◆ Text section ◆
-- BEGIN --

Power Efficiency (was Re: Leaving the Desktop Market)

Alan Somers asomers at freebsd.org
Thu Apr 3 14:50:08 UTC 2014


On Wed, Apr 2, 2014 at 11:45 PM, Jordan Hubbard <jkh at ixsystems.com> wrote:
> [ Dropping Advocacy and Current from the CC as this has morphed ]
>
> On Apr 3, 2014, at 8:41 AM, Alexey Dokuchaev <danfe at nsu.ru> wrote:
>
>>> Some things have already seen progress, for example Davide's calloutng work
>>> includes timer coalescing, but there are still a lot of, uh, opportunities
>>> for improvement.  The Symbian EKA2 book has some very interesting detail on
>>> their power management infrastructure, which would be worth looking at for
>>> anyone interested in working on this, and I believe your former employer
>>> had some expertise in this area.
>>
>> Now that's something I'm glad to hear.  It would be cool if FreeBSD gained
>> some power-efficient software that run smoothly together with hardware (and
>> laptops in particular) developed by Jordan's former employer. ;-)
>
> I'm also glad to hear that, especially as it will have a big impact on mobile / "internet of things" roles (and if you read that Ars Technical article I cited earlier, one particular quote, with which I heartily agree, was: "I think the desktop on its own will die," Shuttleworth said, explaining that it must be paired with mobile success to embrace the shifting nature of personal computing.").
>
> A desktop (increasingly redefined to "laptop") is ultimately just a digital hub (to use Apple's marketing parlance) into which you plug sources of data, manage that data, mash it up in new and different ways, etc. on its way to somewhere else.  It's most important as a command-and-control or midway point for other devices, in other words, and if it's not designed to interoperate with those devices and instead wants to assume that it's really the first class citizen in the equation, then that desktop is marked for death. :)

-- END --

◆ Exercise ◆
Rewrite the power-efficiency post starting with "On Wed, Apr" and going on through "in this area.", replacing "timer coalescing" with "interrupt batching".

◆ Material shown ◆
-- BEGIN --

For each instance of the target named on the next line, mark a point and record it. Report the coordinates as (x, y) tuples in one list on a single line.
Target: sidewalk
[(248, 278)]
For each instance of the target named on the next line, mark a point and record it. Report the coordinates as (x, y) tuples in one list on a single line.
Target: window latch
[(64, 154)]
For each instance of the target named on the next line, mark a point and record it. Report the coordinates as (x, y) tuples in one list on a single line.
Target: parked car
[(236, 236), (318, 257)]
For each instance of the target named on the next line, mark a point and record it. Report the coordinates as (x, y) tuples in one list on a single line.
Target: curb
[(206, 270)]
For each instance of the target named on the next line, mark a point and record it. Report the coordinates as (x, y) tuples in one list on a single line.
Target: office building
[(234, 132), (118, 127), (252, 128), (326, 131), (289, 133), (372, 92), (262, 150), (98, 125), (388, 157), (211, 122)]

-- END --
-- BEGIN --

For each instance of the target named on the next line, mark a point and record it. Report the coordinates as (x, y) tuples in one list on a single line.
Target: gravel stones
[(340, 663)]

-- END --
-- BEGIN --

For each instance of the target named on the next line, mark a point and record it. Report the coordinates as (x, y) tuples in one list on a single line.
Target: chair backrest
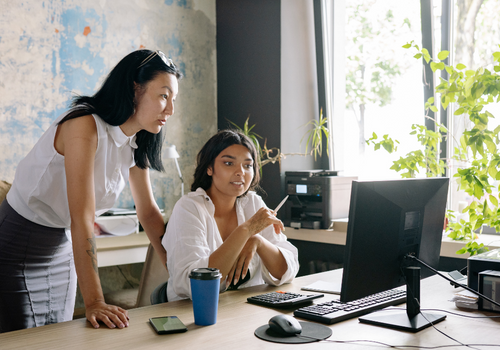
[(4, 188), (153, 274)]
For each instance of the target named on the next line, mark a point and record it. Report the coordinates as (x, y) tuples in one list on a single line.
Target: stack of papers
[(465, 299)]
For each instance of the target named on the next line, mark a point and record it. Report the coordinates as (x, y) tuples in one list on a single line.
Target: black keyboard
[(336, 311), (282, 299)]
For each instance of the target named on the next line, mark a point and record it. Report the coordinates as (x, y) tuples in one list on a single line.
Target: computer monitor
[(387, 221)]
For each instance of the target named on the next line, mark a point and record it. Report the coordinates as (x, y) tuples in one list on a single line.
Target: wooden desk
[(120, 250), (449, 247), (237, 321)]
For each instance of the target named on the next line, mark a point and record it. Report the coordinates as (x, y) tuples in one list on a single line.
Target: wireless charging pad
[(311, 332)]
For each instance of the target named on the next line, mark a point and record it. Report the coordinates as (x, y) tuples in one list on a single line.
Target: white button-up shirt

-- END --

◆ Worked answer ◆
On Wed, Apr 2, 2014 at 11:45 PM, Jordan Hubbard <jkh at ixsystems.com> wrote:
> [ Dropping Advocacy and Current from the CC as this has morphed ]
>
> On Apr 3, 2014, at 8:41 AM, Alexey Dokuchaev <danfe at nsu.ru> wrote:
>
>>> Some things have already seen progress, for example Davide's calloutng work
>>> includes interrupt batching, but there are still a lot of, uh, opportunities
>>> for improvement.  The Symbian EKA2 book has some very interesting detail on
>>> their power management infrastructure, which would be worth looking at for
>>> anyone interested in working on this, and I believe your former employer
>>> had some expertise in this area.